**Activity:**
Each line below should be repeated exactly, but no picture should be carried over.
####
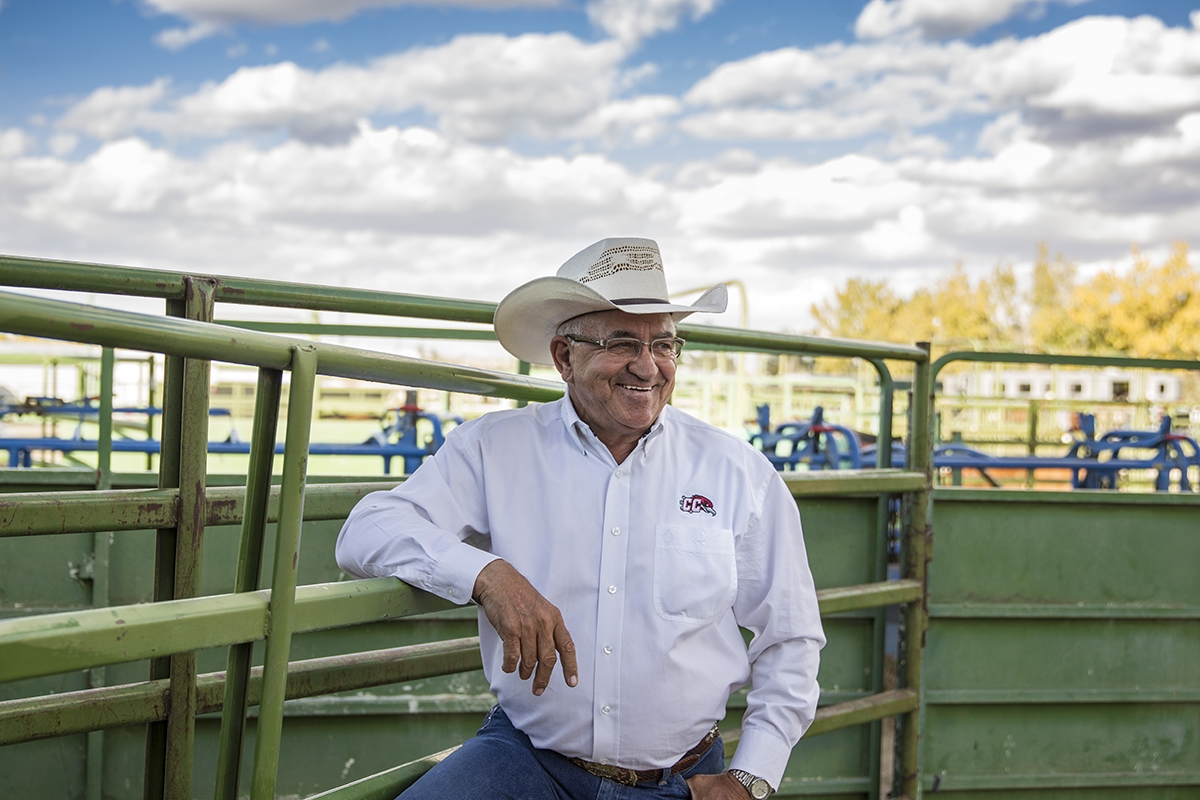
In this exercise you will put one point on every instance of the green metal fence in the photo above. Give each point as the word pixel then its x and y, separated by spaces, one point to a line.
pixel 1062 657
pixel 192 618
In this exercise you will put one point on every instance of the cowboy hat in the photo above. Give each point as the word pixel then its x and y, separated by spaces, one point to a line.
pixel 613 274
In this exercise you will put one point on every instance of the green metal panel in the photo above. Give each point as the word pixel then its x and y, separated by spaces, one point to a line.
pixel 1062 650
pixel 203 555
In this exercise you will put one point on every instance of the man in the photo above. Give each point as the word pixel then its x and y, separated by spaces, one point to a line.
pixel 617 543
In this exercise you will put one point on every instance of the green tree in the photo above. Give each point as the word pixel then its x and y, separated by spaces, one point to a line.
pixel 1149 311
pixel 1050 329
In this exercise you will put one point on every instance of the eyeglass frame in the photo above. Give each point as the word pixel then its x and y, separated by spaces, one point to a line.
pixel 675 340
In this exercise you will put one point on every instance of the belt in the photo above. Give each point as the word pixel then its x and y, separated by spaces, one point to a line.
pixel 633 777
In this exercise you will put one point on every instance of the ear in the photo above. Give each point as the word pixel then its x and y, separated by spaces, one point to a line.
pixel 561 352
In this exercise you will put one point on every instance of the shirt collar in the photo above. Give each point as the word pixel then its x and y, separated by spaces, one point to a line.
pixel 581 432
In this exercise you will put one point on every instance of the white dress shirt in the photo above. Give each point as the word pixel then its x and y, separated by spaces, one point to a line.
pixel 653 563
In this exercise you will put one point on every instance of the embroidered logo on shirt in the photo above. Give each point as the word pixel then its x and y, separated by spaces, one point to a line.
pixel 696 504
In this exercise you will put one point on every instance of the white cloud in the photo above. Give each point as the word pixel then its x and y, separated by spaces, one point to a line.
pixel 1091 78
pixel 412 209
pixel 633 20
pixel 940 18
pixel 113 112
pixel 63 144
pixel 629 20
pixel 293 12
pixel 177 38
pixel 479 88
pixel 834 91
pixel 13 142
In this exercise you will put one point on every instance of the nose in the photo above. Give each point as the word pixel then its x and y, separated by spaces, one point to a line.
pixel 643 366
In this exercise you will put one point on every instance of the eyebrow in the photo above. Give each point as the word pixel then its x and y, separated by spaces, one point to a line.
pixel 631 335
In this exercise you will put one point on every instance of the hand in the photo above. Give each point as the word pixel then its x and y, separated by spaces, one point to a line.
pixel 531 627
pixel 717 787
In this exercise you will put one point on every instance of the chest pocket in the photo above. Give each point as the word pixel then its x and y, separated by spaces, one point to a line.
pixel 695 572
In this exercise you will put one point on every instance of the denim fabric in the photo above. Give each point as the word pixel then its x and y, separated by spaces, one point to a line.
pixel 502 763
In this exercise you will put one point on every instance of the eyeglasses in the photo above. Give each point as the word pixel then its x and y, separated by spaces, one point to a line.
pixel 628 348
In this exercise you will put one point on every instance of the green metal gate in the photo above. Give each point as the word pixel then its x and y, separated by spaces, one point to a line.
pixel 127 678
####
**Reply:**
In this exercise you will put one point on every instance of the green metal fence in the photo above. Give each point as the word pixel then its x and y, separated by spaces, one point to a line.
pixel 1062 657
pixel 192 618
In this exercise you will put one point on every instance of the cowboy hat in the photo above. Give each point as the word pixel then its x and y, separated by spaces, one point to a line.
pixel 613 274
In this exercise you will put one point on every instance of the green metal panel in the photo above. Give each point as the word pixel then its x and y, separated by spaces, one point to a line.
pixel 1062 650
pixel 203 555
In this exercise you will put one point on every instance of the man in the photo above. Give each point as the word pixel then its x and y, separated by spaces, one point to a line.
pixel 617 543
In this exercise you will put one point on every instance of the green tree in the photo above. Give each point as the word pixel then its x and y, separated by spaces, one point to a line.
pixel 1149 311
pixel 1050 329
In this exercise you will put one point on every instance of the eyeglass frame in the photo above. Give each point as the word pixel then its x and y, separated by spaces, one point to a line.
pixel 675 340
In this exercise you will put one point on every instance of the belt in the photo above. Give each point as the word pixel then its x and y, separated by spaces, one point to a line.
pixel 633 777
In this exercise you will put one point on every instance of the ear in the photo above. Give each point as the word pixel then its x and y, separated by spaces, one point to a line.
pixel 561 352
In this exercise you will put one point on every instance of the shirt collar in the photo above. Give each point as the word pixel then its x and y, separated by spaces, one point to a line.
pixel 581 432
In this exercise you will put one point on every instance of the white dress shirt in the photo above. Give each point as the word pixel then its x and y, separated by spaces, one point to a line.
pixel 653 563
In this exercise you will put one point on every instance of the embroidered logo on shirt in the photo above. Give each point as the word pixel then its x and y, separated by spaces, one point to a line.
pixel 696 504
In this exercise you will put one point on every instance of the white cloud in the photo above. Give each point as the word pixel then its x and y, separated by spaces, one point to a line.
pixel 1091 78
pixel 412 209
pixel 633 20
pixel 940 18
pixel 113 112
pixel 63 144
pixel 629 20
pixel 293 12
pixel 177 38
pixel 479 88
pixel 834 91
pixel 13 142
In this exercise you will put one point on every instance of the nose in the photo above. Give each point as the word pixel then its x and y, separated by spaces, one point to a line.
pixel 643 366
In this exercise you will put one point on every instance of the eyebrow in the photo above. Give each point as the word pixel then its x and y, separated by spaces, one point to a line.
pixel 631 335
In this exercise you will put one point on every instance of the hand in the photo above. Give each point as the word pixel then its x and y, separated by spaces, one point to a line.
pixel 531 627
pixel 717 787
In this exercise you will put one point on every instance of the chest pocket in the photo above. Give each point as the word pixel then its x and y, separated by spaces, one point to a line.
pixel 695 572
In this exercise you will put one point on every instance of the denim fabric in the photo above. Give each point as the word pixel then its x and y, separated by spaces, one point to a line.
pixel 502 763
In this exercise you will put one point on every instance of the eyeglasses in the photo above. Give each point as the word pixel then its x and y, separated by spaces, one point to a line.
pixel 628 348
In this exercise you will put one point on every instance of the green metal gate in the photo above. Give each point as the word pixel then its x and y, separated by spaces, one point to a line.
pixel 127 678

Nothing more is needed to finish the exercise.